IHRE AUFGABE:
Würden Sie den Bericht über Boschs Geschäftsjahr 2022 in Österreich vollständig und Wort für Wort herausschreiben?

AUSGEWÄHLTER TEXT:
-=-=-=-=-

Alternative Antriebe

Bosch setzt auf die richtigen Pferde

Zulieferindustrie
01.06.2023

 
Bosch schloss sein Geschäftsjahr 2022 in Österreich mit einem Umsatz von 1.415 Millionen Euro ab. Vor allem ein Geschäftsfeld verzeichnet aktuell enorme Zuwächse.
Helmut Weinwurm, Vorstandsvorsitzender der Robert Bosch AG und Repräsentant der Bosch-Gruppe in Österreich.
Helmut Weinwurm, Vorstandsvorsitzender der Robert Bosch AG und Repräsentant der Bosch-Gruppe in Österreich.

-=-=-=-=-

DATENSATZ:

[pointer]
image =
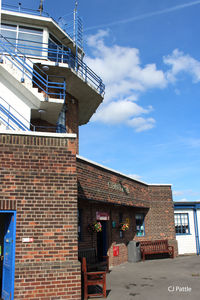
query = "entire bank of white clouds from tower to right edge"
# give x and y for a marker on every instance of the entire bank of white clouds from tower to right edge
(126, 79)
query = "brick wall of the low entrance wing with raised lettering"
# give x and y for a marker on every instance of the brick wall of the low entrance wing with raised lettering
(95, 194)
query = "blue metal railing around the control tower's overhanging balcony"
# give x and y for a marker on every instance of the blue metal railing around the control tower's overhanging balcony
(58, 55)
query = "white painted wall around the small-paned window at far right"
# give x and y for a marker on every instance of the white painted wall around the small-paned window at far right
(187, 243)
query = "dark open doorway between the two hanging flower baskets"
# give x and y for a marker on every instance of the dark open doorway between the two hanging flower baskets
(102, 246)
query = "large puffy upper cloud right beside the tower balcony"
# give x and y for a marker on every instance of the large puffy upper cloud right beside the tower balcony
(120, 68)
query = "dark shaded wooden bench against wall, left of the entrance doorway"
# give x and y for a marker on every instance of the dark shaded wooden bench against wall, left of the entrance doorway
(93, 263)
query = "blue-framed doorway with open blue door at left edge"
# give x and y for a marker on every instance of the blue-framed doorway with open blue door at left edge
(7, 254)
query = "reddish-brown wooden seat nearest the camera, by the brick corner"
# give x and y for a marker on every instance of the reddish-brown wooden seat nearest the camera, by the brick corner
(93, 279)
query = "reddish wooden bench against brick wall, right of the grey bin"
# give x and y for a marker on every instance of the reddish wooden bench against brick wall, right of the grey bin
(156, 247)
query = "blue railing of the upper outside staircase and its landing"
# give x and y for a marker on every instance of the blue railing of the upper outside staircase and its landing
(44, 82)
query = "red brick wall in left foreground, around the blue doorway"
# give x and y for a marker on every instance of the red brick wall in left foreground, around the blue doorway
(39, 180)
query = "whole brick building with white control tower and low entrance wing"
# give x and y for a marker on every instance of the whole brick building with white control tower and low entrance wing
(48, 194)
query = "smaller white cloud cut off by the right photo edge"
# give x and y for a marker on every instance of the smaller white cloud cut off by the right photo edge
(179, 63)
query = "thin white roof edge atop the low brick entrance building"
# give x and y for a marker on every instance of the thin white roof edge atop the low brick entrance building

-=-=-=-=-

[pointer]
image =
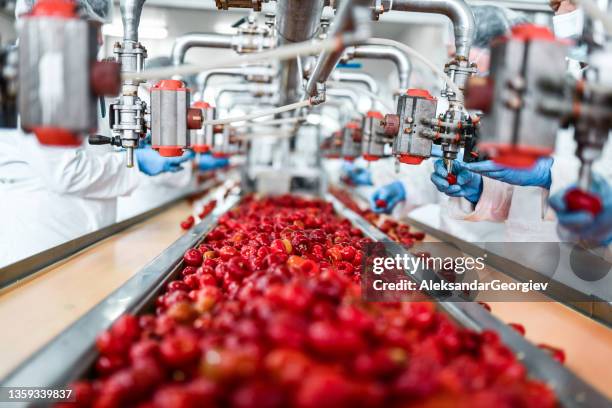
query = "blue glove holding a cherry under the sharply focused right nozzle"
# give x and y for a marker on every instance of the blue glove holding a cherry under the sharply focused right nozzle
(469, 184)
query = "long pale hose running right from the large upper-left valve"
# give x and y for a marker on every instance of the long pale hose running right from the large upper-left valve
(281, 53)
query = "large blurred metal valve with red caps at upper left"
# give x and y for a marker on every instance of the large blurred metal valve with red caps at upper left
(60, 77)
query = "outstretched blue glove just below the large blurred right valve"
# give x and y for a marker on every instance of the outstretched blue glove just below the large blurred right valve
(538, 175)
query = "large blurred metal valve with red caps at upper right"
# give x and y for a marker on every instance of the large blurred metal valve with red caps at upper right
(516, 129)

-=-=-=-=-

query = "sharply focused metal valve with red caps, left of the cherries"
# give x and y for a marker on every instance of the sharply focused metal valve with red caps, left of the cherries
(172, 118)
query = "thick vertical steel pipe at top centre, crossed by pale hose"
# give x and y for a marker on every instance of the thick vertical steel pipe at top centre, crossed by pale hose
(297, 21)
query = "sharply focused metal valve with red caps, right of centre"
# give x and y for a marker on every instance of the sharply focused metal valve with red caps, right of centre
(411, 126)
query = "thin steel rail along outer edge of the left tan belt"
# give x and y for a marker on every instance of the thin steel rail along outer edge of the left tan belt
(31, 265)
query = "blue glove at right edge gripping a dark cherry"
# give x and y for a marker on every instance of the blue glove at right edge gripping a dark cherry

-=-=-=-=-

ANTWORTTEIL:
Alternative Antriebe

Bosch setzt auf die richtigen Pferde

Zulieferindustrie
01.06.2023

 
Bosch schloss sein Geschäftsjahr 2022 in Österreich mit einem Umsatz von 1.415 Millionen Euro ab. Vor allem ein Geschäftsfeld verzeichnet aktuell enorme Zuwächse.
Helmut Weinwurm, Vorstandsvorsitzender der Robert Bosch AG und Repräsentant der Bosch-Gruppe in Österreich.
Helmut Weinwurm, Vorstandsvorsitzender der Robert Bosch AG und Repräsentant der Bosch-Gruppe in Österreich.